>>>

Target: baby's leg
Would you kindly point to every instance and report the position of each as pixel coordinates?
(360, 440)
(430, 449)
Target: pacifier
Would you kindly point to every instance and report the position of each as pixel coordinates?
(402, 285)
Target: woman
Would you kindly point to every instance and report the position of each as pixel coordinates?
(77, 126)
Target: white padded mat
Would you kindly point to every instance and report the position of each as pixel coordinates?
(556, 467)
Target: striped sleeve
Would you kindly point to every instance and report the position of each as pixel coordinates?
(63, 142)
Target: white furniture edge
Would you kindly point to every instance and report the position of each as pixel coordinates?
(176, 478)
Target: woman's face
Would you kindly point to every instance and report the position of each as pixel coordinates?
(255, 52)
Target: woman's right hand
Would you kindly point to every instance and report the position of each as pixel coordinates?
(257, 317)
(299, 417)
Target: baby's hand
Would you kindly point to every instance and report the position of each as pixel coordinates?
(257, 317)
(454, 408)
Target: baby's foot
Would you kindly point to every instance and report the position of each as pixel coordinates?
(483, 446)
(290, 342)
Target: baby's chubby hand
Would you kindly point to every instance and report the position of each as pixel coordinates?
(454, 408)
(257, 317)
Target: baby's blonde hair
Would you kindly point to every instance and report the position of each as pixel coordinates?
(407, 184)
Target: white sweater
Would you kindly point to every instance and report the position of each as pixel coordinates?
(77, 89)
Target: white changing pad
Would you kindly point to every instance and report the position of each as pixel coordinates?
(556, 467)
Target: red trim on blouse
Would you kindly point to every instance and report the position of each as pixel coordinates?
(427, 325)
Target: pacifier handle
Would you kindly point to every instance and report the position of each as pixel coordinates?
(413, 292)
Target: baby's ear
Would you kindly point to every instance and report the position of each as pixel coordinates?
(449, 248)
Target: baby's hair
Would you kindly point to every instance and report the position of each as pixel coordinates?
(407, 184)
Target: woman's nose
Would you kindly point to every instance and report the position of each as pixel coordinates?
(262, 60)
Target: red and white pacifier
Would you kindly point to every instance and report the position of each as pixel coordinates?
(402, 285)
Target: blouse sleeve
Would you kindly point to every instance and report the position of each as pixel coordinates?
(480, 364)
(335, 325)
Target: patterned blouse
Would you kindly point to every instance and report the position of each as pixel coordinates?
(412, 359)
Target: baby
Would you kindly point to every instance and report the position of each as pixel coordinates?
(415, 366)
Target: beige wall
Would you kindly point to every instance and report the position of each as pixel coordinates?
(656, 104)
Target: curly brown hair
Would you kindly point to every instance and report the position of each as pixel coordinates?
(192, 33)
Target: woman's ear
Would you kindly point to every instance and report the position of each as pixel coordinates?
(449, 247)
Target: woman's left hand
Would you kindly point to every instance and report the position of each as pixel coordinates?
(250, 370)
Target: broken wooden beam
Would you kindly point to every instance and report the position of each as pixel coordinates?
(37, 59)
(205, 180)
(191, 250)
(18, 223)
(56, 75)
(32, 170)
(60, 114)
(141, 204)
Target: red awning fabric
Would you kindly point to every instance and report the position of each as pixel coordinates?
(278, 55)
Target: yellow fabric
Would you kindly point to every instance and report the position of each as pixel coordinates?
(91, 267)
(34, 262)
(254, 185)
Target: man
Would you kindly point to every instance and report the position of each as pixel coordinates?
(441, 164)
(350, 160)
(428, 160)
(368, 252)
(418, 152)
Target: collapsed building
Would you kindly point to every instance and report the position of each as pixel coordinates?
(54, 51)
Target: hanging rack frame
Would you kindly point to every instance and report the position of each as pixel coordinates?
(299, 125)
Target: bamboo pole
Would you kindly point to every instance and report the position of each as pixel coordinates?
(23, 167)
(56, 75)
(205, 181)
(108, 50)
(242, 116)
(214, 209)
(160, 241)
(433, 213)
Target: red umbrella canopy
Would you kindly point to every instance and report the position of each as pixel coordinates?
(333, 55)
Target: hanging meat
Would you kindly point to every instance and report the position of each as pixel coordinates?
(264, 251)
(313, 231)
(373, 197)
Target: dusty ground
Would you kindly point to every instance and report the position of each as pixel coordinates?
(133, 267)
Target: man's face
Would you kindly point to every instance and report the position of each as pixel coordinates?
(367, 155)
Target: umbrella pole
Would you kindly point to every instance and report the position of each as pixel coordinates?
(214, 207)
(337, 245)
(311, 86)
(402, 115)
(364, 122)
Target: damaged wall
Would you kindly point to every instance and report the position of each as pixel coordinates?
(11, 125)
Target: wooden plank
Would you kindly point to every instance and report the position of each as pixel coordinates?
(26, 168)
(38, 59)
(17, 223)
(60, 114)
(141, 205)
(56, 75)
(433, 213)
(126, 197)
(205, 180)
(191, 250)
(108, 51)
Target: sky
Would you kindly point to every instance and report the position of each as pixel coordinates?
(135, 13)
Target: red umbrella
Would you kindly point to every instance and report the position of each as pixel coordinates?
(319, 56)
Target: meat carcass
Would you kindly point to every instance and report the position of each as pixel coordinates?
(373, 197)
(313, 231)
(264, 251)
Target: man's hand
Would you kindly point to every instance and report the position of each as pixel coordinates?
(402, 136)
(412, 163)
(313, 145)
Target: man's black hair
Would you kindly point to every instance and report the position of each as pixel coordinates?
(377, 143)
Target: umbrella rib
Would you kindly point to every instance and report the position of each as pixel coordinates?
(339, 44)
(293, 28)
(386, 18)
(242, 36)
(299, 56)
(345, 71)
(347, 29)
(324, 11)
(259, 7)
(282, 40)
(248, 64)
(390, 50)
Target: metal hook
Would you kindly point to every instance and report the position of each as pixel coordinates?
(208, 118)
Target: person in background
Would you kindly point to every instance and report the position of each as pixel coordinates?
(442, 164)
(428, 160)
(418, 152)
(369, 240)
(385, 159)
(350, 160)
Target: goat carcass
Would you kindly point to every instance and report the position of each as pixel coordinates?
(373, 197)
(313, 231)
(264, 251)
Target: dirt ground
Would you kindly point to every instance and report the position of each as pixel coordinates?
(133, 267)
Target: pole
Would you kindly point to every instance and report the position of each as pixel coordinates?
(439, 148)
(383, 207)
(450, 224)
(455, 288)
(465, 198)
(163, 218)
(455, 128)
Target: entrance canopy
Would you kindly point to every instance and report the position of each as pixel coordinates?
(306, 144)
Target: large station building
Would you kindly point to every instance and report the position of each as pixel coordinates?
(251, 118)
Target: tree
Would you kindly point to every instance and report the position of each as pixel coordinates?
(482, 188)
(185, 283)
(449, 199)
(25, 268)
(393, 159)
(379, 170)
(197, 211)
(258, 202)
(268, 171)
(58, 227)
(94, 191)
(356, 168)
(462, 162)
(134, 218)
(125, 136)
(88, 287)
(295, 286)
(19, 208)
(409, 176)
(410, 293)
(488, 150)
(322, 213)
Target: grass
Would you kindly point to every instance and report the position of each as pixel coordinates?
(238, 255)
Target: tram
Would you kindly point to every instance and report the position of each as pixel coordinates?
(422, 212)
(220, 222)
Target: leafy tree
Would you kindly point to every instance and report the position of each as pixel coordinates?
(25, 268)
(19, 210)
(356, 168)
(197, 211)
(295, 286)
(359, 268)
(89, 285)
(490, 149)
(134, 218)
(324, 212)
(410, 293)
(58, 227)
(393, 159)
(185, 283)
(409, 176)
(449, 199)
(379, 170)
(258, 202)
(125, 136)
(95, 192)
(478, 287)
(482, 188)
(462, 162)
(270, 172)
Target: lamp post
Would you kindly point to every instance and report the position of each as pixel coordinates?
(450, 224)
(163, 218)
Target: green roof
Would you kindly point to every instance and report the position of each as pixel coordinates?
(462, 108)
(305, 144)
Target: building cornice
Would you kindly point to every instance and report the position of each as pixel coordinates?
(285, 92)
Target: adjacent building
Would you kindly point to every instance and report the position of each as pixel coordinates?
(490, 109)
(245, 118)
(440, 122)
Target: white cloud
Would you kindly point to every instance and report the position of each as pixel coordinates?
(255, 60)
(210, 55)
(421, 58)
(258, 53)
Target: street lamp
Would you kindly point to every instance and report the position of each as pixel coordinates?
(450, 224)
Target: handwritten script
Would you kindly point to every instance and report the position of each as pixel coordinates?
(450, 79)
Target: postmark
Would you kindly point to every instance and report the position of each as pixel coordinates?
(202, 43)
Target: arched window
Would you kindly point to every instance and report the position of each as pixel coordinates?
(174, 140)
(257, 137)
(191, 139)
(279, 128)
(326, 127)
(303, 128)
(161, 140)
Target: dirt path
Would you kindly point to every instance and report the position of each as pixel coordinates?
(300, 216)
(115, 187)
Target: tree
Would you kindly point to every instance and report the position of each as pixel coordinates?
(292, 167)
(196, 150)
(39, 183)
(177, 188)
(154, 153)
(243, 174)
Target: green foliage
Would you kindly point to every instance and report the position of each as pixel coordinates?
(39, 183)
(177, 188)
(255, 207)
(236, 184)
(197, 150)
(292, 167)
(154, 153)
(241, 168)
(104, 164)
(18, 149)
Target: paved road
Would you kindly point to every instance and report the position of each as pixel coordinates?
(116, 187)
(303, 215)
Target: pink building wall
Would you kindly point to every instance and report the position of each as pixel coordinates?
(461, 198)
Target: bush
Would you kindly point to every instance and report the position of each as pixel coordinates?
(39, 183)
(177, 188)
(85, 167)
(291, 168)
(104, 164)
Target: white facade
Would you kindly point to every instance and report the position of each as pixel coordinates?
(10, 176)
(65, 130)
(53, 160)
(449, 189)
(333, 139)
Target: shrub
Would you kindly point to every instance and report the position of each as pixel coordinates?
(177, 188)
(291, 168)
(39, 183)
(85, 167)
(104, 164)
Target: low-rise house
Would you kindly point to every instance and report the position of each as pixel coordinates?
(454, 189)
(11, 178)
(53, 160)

<<<
>>>

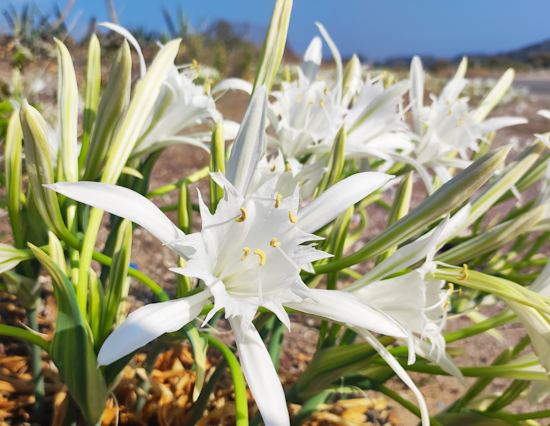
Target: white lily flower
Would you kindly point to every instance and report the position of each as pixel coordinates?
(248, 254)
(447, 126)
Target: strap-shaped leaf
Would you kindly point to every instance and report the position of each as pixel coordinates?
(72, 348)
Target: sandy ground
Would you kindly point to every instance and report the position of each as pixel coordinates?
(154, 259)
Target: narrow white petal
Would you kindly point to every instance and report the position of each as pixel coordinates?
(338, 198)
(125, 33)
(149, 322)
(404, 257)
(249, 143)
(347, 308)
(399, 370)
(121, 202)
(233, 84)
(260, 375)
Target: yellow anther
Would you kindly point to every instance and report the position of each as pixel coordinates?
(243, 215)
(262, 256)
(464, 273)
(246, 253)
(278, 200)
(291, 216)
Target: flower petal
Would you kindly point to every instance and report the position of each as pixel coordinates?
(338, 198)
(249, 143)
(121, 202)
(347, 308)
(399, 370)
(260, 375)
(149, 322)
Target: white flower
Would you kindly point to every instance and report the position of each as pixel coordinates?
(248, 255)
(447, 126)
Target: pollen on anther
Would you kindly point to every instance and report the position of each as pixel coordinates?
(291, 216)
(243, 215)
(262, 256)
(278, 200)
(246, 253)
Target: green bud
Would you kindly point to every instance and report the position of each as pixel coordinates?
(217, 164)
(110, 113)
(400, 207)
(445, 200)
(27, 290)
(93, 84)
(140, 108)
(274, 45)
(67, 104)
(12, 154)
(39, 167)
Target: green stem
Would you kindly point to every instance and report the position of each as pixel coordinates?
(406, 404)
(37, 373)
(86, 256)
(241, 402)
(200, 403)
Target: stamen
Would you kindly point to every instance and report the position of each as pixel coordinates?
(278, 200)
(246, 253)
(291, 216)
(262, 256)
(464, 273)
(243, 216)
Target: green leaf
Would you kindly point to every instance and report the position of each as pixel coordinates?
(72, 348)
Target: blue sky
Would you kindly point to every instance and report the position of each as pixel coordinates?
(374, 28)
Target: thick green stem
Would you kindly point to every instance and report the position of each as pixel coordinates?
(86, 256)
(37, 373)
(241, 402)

<<<
>>>

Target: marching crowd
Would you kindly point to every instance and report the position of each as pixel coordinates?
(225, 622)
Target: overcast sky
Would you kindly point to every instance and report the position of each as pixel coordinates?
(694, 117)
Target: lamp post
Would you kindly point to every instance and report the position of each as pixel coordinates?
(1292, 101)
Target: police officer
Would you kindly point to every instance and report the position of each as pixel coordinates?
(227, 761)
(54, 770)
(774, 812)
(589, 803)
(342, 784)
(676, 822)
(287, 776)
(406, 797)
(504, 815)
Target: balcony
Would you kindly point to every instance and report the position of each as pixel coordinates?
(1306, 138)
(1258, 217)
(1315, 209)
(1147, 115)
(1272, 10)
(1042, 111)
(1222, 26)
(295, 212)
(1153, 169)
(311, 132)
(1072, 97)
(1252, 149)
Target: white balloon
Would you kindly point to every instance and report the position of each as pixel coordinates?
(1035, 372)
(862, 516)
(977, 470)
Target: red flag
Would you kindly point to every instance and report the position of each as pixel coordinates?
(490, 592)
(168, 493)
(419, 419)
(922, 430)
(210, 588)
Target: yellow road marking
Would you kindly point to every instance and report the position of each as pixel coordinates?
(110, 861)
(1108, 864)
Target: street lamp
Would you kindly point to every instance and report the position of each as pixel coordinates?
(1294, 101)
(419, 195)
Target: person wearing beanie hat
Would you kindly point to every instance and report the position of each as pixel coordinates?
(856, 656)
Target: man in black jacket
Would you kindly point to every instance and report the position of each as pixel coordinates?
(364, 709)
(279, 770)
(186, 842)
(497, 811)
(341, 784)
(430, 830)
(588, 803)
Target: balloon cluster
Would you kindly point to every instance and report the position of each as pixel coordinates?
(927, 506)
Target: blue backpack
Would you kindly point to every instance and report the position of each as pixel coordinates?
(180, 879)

<<<

**Task to carry out:**
When a line in the records holds the string "face", copy that line.

**Answer for this exercise:**
Target: woman's face
Target: man's face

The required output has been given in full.